Dataset excerpts:

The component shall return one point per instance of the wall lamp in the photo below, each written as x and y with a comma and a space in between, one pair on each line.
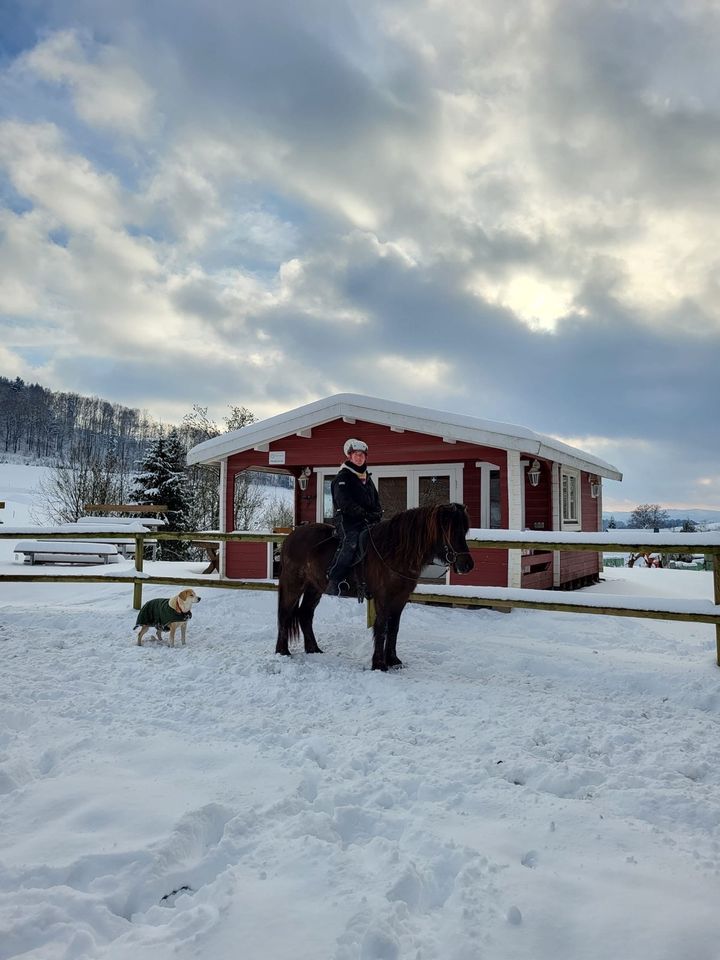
534, 473
303, 478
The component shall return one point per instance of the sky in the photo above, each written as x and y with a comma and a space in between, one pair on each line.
530, 786
500, 210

Direction: Convert the listing above into a two-column CSV headed instruction and points. Put each sentence of text in the instruction column and the coordinates that follow it in the points column, with each field in double quotes, line breaks replaced by spaces, and the pictures omitted.

Final answer:
instruction,points
"The component shall return one point per instance of the wall lamp in the photo below, each written as x and y with a comma and a space in between, one pair on each line.","534, 473 303, 478"
"The component shall return one point per instance of the sky in the photo above, each written as x and y with a comma and a space in between, one pair on each line.","530, 786 500, 210"